PROBLEM TO WORK ON => Scale the rows between the line holding "the woman's hand." and the line holding "x=348, y=262", inclusive. Write all of those lines out again, requests included, and multiply every coordinate in the answers by 1.6, rounding to whole numbers with halves going up. Leave the pictures out.

[Begin DATASET EXTRACT]

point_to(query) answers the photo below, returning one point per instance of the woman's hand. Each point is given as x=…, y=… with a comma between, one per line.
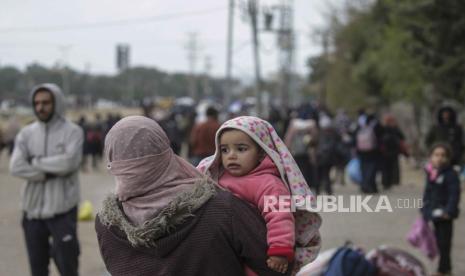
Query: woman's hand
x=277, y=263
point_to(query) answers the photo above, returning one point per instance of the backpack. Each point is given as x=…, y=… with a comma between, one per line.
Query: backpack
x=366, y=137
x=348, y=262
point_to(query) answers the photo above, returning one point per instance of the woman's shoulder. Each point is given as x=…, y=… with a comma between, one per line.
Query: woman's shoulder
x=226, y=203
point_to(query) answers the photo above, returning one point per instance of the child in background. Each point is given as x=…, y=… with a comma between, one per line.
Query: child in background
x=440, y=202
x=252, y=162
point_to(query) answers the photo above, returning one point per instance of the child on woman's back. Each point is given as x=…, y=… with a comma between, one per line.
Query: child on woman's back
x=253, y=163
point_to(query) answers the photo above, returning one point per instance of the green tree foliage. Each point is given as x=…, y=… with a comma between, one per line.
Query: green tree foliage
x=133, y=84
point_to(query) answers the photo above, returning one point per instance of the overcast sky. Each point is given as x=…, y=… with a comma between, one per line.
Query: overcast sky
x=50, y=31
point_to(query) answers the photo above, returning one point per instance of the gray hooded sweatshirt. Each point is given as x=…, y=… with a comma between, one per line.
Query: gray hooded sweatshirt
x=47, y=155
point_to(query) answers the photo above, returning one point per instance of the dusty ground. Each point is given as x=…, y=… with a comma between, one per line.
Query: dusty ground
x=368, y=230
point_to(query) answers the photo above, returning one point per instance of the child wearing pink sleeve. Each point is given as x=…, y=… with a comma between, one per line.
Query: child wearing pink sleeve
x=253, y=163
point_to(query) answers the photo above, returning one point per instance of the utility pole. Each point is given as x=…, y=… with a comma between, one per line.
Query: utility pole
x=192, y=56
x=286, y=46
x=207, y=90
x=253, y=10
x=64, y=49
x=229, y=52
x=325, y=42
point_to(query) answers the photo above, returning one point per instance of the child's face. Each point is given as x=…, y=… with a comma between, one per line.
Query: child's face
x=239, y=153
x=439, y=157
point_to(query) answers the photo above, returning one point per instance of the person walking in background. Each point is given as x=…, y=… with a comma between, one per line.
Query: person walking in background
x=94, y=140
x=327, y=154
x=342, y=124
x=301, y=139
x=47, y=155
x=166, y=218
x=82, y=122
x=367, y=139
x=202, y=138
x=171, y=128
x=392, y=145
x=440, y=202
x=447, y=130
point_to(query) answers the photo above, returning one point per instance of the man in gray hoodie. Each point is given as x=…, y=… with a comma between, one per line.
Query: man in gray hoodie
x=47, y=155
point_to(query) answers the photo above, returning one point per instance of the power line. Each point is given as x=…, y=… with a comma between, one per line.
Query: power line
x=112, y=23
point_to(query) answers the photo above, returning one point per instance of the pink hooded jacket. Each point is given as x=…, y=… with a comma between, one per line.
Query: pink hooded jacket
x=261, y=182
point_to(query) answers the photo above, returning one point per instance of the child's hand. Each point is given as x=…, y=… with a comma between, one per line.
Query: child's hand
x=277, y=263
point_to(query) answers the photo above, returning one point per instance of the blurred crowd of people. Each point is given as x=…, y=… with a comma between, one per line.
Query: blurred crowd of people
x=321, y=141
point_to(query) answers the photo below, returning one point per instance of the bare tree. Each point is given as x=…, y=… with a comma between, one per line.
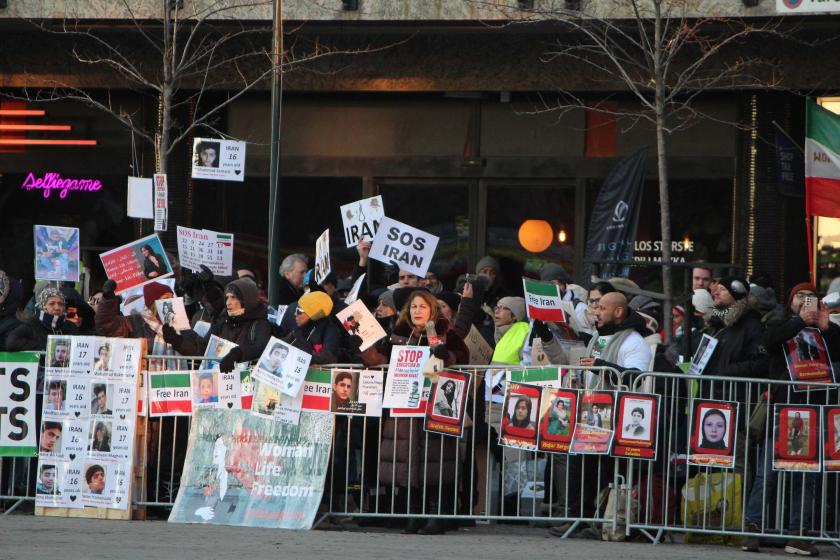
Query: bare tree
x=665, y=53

[End DATASET EXTRACT]
[Begin DATASET EXTRACT]

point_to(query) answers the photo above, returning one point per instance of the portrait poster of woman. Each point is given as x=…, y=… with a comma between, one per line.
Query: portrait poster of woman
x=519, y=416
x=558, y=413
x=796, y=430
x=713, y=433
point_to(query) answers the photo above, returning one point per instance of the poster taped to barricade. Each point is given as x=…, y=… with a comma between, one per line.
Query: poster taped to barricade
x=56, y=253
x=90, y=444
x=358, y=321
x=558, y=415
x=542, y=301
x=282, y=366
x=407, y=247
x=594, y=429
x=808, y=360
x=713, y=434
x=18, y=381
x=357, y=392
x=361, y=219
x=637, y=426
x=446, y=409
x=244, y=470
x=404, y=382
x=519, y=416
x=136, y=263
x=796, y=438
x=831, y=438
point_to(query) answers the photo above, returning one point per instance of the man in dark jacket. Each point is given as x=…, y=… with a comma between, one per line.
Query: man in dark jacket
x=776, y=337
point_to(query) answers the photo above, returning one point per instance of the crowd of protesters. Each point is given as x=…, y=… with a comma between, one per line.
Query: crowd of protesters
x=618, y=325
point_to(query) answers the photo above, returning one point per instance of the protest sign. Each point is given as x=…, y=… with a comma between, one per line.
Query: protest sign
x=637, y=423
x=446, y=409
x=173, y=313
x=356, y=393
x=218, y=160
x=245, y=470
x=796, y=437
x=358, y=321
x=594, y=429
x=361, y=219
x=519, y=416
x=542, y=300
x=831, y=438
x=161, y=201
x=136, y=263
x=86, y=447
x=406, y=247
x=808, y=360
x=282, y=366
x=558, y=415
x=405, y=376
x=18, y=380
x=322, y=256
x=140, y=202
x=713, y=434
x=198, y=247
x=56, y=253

[End DATASET EXTRACT]

TASK OUTPUT =>
point_to(query) answers the photo below, returning one point per instance of the woman's hand. Each point is given as x=…, y=… with a comma between, one per line.
Query: woman's hand
x=443, y=421
point_to(query) answers the photo above, returning one point per instance of the backpack. Each point is given as x=…, y=… with a comma between, one per line.
Query: backpack
x=586, y=219
x=557, y=419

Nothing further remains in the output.